# Teks Sumber

Di samping tugas dan wewenang tersebut di atas, Badan Wakaf Indonesia juga berfungsi sebagai Nazhir.
Artinya, Badan Wakaf Indonesia juga melakukan pengelolaan dan pengembangan harta benda wakaf.
Dengan kata lain, Badan Wakaf Indonesia sebagai Nazhir, berdasarkan UU tentang Wakaf, dapat menerima, mengelola dan mengembangkan harta benda wakaf dari masyarakat.
Di lain pihak, Badan Wakaf Indonesia sebagai lembaga negara independen, berdasarkan UU tentang Keuangan Negara, seharusnya tidak boleh menghimpun, mengelola atau mengembangkan dana masyarakat, termasuk harta benda wakaf. Bukankah begitu?
Sehingga kedua UU di atas terindikasi saling bertentangan: UU tentang Wakaf bertentangan dengan UU tentang Keuangan Negara, dalam hal menerima dan mengelola harta benda wakaf.
Kalau pertentangan kedua UU ini dibiarkan berlanjut, maka kepastian hukum menjadi taruhan. Khawatirnya, kementerian atau lembaga negara lainnya akan mengikuti fenomena ini, dan berupaya menghimpun dana dari masyarakat.

# Data Ditampilkan

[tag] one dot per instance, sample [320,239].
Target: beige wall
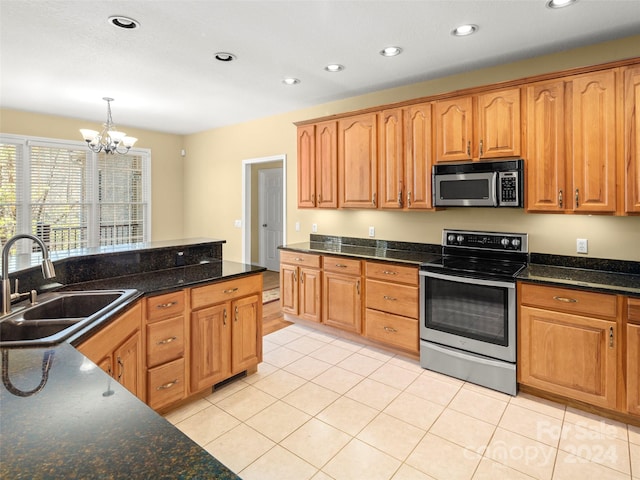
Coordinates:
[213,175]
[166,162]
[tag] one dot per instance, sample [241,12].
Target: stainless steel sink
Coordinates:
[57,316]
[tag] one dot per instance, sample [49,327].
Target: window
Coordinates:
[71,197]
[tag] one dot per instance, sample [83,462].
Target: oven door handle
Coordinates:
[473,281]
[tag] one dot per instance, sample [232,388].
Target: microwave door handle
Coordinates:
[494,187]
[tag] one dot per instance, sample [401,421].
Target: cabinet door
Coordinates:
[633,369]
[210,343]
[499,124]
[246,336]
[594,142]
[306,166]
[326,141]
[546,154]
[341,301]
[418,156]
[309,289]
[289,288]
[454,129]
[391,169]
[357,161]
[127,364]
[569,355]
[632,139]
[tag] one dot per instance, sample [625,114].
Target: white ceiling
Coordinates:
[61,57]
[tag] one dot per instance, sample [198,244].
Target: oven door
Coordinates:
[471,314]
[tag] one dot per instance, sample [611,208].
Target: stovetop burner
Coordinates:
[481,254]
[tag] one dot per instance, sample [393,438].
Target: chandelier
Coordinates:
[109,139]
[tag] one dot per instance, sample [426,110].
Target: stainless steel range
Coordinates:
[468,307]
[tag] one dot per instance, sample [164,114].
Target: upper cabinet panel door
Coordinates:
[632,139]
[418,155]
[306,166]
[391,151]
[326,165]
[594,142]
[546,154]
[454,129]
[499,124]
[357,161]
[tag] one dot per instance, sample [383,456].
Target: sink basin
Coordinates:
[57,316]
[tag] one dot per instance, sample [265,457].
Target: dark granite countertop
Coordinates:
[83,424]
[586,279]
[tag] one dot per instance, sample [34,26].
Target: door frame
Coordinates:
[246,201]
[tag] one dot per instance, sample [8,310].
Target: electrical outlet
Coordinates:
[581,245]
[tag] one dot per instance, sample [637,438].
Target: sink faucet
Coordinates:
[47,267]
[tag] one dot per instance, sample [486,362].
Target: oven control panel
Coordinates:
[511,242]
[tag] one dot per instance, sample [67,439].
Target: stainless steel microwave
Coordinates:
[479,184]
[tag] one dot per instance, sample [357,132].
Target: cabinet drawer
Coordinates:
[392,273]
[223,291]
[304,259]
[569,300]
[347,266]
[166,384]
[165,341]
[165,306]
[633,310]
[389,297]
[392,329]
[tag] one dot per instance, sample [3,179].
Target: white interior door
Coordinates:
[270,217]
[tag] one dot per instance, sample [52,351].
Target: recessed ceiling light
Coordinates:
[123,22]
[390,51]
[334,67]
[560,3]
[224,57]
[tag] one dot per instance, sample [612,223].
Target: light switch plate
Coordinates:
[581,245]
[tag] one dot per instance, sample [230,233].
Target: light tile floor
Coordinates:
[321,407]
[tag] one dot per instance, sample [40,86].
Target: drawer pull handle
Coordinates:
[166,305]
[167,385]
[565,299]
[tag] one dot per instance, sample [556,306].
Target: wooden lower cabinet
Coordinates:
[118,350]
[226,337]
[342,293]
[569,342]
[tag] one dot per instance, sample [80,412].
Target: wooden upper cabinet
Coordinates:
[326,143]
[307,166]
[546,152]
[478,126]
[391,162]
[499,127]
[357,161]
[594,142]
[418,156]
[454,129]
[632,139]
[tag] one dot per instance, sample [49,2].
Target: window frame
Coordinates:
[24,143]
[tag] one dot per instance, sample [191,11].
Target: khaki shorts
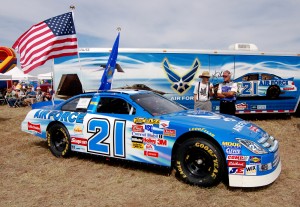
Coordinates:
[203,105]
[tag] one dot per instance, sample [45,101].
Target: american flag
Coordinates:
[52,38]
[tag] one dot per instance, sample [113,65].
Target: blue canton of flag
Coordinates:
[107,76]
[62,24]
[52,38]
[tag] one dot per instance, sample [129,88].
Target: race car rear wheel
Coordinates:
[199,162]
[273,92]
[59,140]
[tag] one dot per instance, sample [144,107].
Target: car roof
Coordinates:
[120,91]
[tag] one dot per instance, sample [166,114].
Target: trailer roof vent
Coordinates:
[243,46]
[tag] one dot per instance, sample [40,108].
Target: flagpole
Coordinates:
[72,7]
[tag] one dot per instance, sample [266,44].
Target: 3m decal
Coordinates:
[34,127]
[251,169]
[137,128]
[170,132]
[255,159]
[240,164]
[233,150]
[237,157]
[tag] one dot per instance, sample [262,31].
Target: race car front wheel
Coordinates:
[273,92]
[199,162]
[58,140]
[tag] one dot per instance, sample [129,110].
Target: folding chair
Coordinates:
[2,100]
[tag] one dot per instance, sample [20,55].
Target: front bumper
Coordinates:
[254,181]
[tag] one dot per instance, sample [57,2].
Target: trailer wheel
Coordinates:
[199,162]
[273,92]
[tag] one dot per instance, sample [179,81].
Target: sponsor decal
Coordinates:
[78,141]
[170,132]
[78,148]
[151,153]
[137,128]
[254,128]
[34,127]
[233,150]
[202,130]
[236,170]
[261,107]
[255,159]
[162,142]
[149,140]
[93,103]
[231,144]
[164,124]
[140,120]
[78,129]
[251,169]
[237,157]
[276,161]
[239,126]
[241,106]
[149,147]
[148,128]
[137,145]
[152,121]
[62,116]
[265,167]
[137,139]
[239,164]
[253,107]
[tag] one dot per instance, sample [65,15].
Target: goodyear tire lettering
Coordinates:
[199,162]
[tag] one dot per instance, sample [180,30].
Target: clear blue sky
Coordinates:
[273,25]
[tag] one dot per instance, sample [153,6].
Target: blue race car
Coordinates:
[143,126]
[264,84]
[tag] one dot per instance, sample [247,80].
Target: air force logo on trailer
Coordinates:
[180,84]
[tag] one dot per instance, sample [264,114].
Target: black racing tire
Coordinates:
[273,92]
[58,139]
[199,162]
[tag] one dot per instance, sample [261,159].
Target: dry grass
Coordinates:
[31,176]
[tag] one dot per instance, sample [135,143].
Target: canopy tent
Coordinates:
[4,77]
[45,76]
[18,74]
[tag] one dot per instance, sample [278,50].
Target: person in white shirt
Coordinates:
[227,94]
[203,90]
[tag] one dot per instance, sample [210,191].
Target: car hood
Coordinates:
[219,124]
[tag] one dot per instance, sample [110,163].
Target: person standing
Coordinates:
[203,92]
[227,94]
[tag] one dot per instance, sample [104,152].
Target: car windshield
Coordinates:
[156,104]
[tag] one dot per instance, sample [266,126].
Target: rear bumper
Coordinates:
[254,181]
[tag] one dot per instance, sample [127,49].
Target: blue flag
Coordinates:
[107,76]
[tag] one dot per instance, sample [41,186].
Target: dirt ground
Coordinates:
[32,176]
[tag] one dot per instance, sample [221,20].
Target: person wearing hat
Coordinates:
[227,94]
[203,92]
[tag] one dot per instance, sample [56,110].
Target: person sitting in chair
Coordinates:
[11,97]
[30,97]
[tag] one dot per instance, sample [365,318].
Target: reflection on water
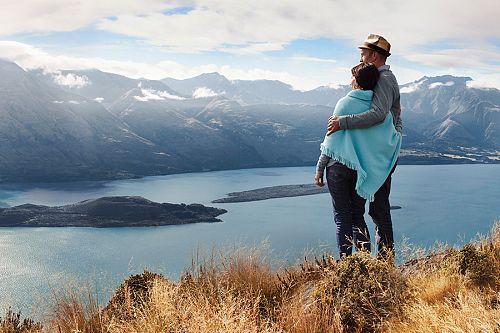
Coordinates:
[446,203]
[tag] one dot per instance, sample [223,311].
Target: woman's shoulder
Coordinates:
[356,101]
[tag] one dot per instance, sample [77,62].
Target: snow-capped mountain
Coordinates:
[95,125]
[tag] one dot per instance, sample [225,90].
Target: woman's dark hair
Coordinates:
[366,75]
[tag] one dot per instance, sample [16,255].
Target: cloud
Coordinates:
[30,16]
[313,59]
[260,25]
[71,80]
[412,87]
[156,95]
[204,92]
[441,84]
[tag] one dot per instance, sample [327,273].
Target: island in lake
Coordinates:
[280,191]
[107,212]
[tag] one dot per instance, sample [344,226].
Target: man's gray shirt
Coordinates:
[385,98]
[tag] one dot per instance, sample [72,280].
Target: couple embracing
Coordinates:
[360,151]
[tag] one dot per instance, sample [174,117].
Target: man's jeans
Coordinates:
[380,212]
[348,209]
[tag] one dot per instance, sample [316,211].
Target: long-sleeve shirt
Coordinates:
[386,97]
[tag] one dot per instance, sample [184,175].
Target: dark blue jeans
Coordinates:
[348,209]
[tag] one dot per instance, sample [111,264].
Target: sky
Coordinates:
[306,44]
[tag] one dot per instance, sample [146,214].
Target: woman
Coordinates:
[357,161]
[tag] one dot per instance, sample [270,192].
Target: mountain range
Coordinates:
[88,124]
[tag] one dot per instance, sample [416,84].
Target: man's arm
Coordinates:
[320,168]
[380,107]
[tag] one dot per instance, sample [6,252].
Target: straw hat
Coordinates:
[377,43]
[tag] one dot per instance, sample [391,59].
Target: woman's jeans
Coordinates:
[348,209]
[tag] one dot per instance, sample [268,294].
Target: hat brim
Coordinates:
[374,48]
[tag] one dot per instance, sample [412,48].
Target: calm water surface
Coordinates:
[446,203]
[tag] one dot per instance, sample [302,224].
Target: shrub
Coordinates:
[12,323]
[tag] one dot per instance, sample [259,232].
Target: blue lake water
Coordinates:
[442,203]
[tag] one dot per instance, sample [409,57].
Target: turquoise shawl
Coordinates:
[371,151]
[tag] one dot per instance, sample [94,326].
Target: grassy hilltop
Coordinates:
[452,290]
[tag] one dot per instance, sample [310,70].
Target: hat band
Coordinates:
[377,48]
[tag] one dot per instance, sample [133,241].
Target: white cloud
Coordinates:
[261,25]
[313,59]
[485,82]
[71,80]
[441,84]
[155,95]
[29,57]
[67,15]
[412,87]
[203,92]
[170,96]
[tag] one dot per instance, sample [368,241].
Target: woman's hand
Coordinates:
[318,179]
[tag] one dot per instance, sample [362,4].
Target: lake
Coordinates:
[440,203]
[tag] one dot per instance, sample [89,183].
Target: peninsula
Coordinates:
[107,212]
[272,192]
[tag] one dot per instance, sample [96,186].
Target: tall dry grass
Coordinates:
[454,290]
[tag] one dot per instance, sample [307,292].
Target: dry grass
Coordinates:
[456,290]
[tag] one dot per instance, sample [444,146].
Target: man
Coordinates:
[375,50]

# Tugas Latihan A
Menurut teks sumber, undang-undang apa yang melarang Badan Wakaf Indonesia, sebagai lembaga negara independen, menghimpun atau mengelola dana masyarakat?
# Tugas Latihan B
Ketik ulang bagian teks sumber mulai dari "Di lain pihak, Badan" sampai dengan "dana dari masyarakat.", tanpa perubahan apa pun.
Kerjakan hanya berdasarkan teks sumber.

# Jawaban Benar A
UU tentang Keuangan Negara.

# Jawaban Benar B
Di lain pihak, Badan Wakaf Indonesia sebagai lembaga negara independen, berdasarkan UU tentang Keuangan Negara, seharusnya tidak boleh menghimpun, mengelola atau mengembangkan dana masyarakat, termasuk harta benda wakaf. Bukankah begitu?
Sehingga kedua UU di atas terindikasi saling bertentangan: UU tentang Wakaf bertentangan dengan UU tentang Keuangan Negara, dalam hal menerima dan mengelola harta benda wakaf.
Kalau pertentangan kedua UU ini dibiarkan berlanjut, maka kepastian hukum menjadi taruhan. Khawatirnya, kementerian atau lembaga negara lainnya akan mengikuti fenomena ini, dan berupaya menghimpun dana dari masyarakat.